Find every line below that contains the string "blurred" and copy each one in full.
★ ★ ★ ★ ★
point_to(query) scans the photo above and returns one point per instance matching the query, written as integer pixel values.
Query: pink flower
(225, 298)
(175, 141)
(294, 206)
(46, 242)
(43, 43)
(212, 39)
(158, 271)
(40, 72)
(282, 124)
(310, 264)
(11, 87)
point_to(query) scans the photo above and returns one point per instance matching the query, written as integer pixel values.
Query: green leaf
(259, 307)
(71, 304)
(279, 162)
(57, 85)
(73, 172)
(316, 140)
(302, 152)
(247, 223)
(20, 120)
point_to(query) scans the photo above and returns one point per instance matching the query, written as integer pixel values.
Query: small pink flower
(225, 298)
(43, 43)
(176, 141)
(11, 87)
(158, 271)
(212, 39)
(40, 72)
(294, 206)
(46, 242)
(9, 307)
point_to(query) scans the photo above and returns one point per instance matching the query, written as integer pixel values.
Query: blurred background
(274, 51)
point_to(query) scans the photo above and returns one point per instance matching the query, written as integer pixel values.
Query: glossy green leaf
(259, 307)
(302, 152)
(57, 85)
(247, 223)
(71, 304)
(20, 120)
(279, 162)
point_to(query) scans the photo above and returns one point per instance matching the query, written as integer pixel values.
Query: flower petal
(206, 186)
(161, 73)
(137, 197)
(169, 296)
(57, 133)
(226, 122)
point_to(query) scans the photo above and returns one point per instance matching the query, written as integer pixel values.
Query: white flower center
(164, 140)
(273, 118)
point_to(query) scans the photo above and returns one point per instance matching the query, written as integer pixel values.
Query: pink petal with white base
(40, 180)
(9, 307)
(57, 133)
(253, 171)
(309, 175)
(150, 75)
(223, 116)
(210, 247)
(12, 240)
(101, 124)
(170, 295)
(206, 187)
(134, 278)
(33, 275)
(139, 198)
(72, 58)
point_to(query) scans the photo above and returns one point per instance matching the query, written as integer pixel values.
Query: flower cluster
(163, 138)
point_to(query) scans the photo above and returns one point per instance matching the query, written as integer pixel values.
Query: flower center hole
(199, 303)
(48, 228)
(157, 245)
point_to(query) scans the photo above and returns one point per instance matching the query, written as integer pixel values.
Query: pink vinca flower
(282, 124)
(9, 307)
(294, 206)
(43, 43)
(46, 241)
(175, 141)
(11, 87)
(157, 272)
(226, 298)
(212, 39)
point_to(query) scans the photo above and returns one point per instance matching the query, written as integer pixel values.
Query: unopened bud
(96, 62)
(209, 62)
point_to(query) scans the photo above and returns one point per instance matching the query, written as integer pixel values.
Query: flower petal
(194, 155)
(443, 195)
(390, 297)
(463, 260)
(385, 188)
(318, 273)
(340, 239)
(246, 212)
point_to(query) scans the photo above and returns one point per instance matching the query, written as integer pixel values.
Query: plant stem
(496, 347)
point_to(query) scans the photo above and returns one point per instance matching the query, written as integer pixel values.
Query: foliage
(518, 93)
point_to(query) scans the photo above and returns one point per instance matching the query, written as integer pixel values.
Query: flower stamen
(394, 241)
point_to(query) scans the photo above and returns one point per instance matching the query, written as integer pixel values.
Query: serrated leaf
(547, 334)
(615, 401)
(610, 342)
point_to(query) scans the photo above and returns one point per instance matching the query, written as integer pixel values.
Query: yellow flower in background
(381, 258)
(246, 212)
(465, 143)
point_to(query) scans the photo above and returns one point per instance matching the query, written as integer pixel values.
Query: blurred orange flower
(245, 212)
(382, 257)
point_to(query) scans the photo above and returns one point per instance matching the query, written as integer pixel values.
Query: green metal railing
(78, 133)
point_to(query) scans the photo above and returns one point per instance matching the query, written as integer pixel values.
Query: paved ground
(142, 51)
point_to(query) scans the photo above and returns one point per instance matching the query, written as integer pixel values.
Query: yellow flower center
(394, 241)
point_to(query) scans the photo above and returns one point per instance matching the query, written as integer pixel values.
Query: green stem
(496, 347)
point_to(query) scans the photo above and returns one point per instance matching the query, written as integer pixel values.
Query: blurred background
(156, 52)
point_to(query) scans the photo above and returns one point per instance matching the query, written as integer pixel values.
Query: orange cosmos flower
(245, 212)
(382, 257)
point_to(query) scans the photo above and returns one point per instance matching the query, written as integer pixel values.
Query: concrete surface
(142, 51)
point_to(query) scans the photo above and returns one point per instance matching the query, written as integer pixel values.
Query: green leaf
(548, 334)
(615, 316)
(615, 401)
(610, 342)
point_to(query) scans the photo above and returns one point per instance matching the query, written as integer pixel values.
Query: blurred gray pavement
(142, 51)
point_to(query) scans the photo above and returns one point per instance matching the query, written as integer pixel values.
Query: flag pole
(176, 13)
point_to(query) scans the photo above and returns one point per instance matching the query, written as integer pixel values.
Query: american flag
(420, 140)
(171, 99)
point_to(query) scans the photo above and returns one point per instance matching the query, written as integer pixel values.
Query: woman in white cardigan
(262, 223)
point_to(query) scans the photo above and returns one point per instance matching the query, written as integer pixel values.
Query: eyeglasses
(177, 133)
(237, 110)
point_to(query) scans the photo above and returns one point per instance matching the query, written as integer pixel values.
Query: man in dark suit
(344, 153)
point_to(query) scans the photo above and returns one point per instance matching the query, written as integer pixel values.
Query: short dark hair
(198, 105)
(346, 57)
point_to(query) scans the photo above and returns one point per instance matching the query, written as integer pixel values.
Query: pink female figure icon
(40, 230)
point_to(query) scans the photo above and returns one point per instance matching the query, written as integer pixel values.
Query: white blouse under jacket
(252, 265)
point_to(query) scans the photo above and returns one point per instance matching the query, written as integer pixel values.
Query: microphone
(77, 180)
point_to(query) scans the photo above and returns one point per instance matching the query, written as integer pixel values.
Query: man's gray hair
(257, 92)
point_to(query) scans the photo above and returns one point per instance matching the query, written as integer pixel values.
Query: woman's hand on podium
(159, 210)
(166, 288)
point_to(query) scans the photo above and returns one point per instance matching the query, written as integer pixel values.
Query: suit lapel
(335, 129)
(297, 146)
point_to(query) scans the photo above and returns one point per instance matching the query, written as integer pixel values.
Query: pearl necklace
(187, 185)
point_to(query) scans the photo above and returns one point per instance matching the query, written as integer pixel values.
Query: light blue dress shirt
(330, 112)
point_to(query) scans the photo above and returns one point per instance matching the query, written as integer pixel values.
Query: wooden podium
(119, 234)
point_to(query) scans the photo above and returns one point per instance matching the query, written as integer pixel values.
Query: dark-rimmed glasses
★ ★ ★ ★ ★
Result:
Query: blurred background
Query: blurred orange flower
Query: blurred background
Query: blurred gray pavement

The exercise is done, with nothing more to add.